▶ Work task
Extract from the entries below, exactly as given, only the lines from the line containing "Mark every instance of the leafy" to the line containing "x=649, y=460", both lines included.
===== Information provided
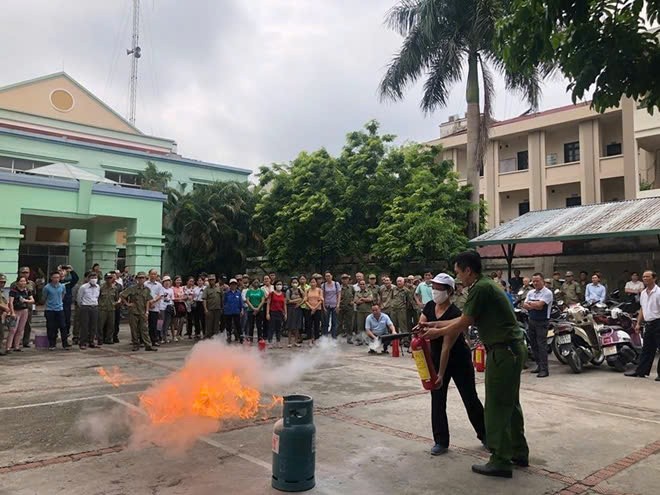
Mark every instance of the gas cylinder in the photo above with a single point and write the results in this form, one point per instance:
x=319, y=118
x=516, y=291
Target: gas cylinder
x=396, y=352
x=479, y=358
x=421, y=350
x=294, y=445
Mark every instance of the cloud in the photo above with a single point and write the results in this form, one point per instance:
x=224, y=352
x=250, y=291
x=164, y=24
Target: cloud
x=234, y=82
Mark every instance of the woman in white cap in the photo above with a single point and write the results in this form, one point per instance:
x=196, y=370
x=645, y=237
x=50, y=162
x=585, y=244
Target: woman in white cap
x=459, y=367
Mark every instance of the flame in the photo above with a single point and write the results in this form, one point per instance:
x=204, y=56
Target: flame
x=115, y=377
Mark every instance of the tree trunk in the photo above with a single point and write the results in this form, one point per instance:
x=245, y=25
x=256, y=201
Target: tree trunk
x=473, y=123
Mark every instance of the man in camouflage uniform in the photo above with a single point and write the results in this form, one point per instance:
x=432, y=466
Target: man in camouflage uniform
x=345, y=310
x=137, y=298
x=108, y=301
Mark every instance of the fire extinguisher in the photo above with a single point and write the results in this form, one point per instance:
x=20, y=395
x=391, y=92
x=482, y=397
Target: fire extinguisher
x=422, y=355
x=479, y=358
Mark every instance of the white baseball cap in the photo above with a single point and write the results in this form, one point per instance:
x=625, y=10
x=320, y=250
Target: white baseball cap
x=444, y=279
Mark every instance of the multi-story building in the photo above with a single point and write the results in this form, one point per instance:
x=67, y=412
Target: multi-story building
x=562, y=157
x=46, y=221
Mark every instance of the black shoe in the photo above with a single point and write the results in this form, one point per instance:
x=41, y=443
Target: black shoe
x=490, y=470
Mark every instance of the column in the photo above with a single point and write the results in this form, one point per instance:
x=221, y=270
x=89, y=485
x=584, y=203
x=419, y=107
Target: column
x=101, y=246
x=629, y=145
x=10, y=239
x=589, y=162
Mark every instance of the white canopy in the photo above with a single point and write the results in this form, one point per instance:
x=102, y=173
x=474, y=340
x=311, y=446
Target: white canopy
x=68, y=171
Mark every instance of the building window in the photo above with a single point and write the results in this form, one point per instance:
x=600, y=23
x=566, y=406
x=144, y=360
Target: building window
x=613, y=149
x=125, y=179
x=572, y=152
x=19, y=165
x=574, y=201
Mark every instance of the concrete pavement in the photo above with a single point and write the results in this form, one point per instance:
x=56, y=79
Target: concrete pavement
x=598, y=432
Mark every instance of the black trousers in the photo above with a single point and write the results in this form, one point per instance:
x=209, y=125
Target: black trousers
x=55, y=321
x=153, y=326
x=459, y=369
x=649, y=348
x=538, y=339
x=233, y=326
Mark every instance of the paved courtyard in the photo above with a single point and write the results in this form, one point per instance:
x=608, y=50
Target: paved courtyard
x=597, y=432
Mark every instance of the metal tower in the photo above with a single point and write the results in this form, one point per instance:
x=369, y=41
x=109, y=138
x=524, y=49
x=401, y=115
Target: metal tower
x=136, y=52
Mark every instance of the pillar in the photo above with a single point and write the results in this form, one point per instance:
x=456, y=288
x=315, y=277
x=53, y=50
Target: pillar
x=101, y=246
x=10, y=239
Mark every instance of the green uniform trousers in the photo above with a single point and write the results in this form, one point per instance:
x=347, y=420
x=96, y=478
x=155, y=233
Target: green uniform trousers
x=139, y=330
x=505, y=428
x=400, y=319
x=106, y=327
x=346, y=316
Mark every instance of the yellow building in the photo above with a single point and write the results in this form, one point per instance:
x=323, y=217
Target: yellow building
x=562, y=157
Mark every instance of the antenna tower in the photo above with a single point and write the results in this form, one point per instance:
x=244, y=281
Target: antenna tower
x=135, y=52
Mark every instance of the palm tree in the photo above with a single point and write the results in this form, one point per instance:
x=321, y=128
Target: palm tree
x=441, y=39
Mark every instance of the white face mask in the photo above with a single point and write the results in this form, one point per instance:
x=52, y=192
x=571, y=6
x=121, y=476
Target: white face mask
x=440, y=296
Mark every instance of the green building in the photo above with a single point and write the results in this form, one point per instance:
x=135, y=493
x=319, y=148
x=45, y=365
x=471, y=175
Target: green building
x=69, y=183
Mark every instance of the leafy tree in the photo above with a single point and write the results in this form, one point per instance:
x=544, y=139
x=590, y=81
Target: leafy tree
x=427, y=219
x=211, y=228
x=153, y=179
x=443, y=38
x=604, y=44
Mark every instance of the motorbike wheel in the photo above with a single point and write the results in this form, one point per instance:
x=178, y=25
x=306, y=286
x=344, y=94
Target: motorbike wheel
x=555, y=350
x=575, y=362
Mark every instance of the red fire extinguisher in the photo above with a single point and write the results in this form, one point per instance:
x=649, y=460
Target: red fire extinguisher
x=479, y=358
x=422, y=355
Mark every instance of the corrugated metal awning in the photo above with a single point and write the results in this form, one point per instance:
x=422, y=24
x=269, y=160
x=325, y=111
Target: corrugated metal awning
x=640, y=217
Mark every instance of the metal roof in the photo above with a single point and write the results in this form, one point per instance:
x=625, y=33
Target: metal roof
x=637, y=217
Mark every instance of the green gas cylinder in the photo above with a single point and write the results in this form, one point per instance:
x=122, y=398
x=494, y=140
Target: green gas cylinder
x=294, y=445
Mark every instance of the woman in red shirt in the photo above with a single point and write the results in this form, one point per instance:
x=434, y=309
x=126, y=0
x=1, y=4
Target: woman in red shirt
x=276, y=313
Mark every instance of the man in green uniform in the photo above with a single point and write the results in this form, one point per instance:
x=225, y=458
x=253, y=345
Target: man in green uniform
x=363, y=300
x=345, y=310
x=137, y=299
x=212, y=299
x=108, y=300
x=488, y=307
x=571, y=290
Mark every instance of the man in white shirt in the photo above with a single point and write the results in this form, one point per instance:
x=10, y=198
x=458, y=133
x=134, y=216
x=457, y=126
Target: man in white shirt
x=88, y=306
x=634, y=287
x=538, y=303
x=649, y=301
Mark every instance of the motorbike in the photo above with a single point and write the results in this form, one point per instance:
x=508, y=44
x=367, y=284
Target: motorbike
x=621, y=345
x=577, y=342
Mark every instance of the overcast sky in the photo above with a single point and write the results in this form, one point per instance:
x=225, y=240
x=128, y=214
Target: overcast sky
x=239, y=82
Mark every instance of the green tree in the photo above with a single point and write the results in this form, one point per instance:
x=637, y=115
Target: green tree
x=211, y=228
x=153, y=179
x=600, y=44
x=442, y=39
x=427, y=219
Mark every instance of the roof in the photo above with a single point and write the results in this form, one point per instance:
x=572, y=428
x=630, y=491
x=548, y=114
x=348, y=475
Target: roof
x=638, y=217
x=68, y=171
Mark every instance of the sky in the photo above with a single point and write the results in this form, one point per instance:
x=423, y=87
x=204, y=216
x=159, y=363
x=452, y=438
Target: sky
x=238, y=82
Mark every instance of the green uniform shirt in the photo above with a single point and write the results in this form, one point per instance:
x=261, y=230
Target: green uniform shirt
x=492, y=312
x=213, y=297
x=347, y=296
x=254, y=296
x=572, y=292
x=365, y=307
x=139, y=297
x=402, y=298
x=108, y=296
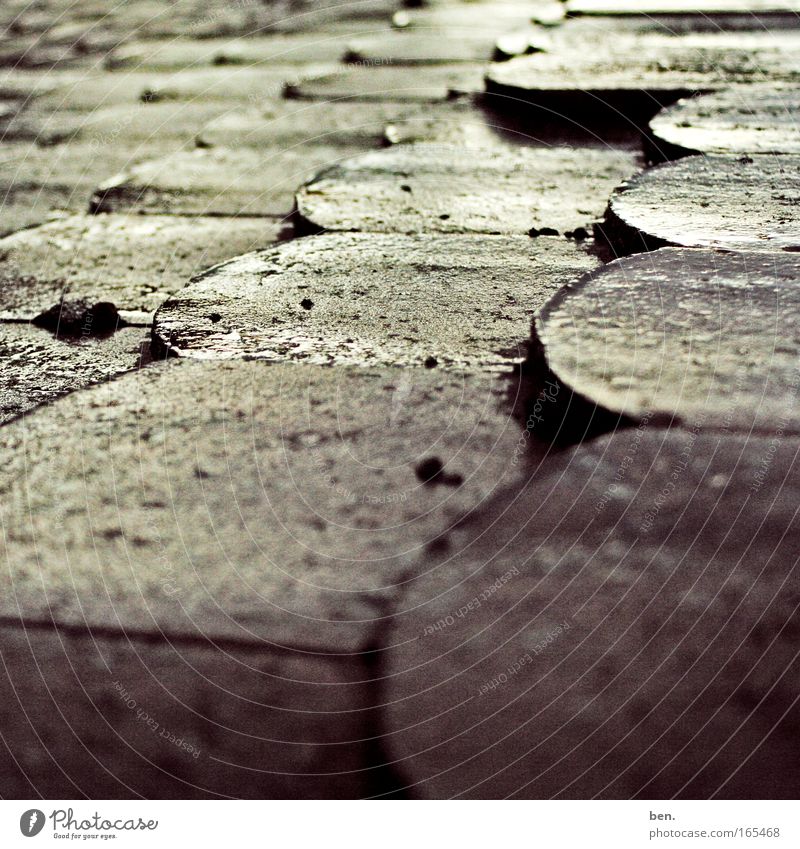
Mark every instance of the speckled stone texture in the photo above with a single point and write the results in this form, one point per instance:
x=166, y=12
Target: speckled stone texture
x=741, y=120
x=249, y=501
x=623, y=625
x=719, y=201
x=363, y=299
x=134, y=262
x=707, y=338
x=425, y=188
x=39, y=367
x=630, y=74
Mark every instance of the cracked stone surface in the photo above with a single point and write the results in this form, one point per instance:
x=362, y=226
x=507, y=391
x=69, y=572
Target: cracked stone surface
x=299, y=486
x=429, y=83
x=38, y=367
x=719, y=201
x=700, y=336
x=326, y=45
x=134, y=262
x=41, y=183
x=348, y=124
x=681, y=7
x=634, y=72
x=622, y=625
x=181, y=720
x=373, y=299
x=123, y=124
x=437, y=188
x=216, y=181
x=760, y=119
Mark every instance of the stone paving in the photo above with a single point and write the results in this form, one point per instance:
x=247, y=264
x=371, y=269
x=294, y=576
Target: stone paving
x=399, y=399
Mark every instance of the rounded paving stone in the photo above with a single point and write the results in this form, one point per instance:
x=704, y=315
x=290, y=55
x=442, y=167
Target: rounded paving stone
x=704, y=8
x=719, y=201
x=751, y=119
x=622, y=626
x=134, y=262
x=448, y=188
x=243, y=500
x=706, y=337
x=631, y=73
x=364, y=299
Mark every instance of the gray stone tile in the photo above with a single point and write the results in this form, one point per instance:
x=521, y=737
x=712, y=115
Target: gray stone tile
x=720, y=201
x=348, y=124
x=383, y=82
x=633, y=72
x=749, y=119
x=231, y=84
x=705, y=8
x=126, y=717
x=124, y=125
x=243, y=500
x=39, y=183
x=426, y=188
x=623, y=624
x=373, y=299
x=704, y=337
x=38, y=367
x=134, y=262
x=326, y=45
x=216, y=181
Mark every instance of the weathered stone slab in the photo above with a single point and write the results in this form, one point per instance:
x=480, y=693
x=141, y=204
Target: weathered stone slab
x=750, y=119
x=624, y=625
x=451, y=301
x=81, y=92
x=134, y=262
x=301, y=488
x=218, y=181
x=348, y=124
x=422, y=47
x=121, y=717
x=658, y=8
x=38, y=367
x=732, y=202
x=370, y=81
x=632, y=73
x=435, y=188
x=126, y=125
x=40, y=183
x=28, y=206
x=466, y=18
x=328, y=45
x=700, y=336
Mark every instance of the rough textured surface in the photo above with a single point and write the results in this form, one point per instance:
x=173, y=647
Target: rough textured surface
x=751, y=119
x=40, y=183
x=366, y=299
x=429, y=83
x=38, y=367
x=135, y=262
x=308, y=48
x=129, y=126
x=732, y=202
x=623, y=625
x=681, y=7
x=701, y=336
x=128, y=718
x=217, y=181
x=347, y=123
x=243, y=500
x=438, y=188
x=243, y=85
x=632, y=73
==========
▶ Exercise solution
Mark every instance of the leafy tree in the photo above with a single point and write the results in this form, one point per instance:
x=544, y=139
x=590, y=81
Target: leafy tree
x=427, y=219
x=211, y=228
x=153, y=179
x=443, y=38
x=604, y=44
Mark every instance of the motorbike wheel in the photo above with a single point and write the results in this form, one point per instance:
x=178, y=25
x=306, y=286
x=344, y=94
Target: motorbike wheel
x=555, y=350
x=575, y=362
Mark every instance of the red fire extinguisher in the photo above with a single point and write the results in this form, one point per instance:
x=649, y=460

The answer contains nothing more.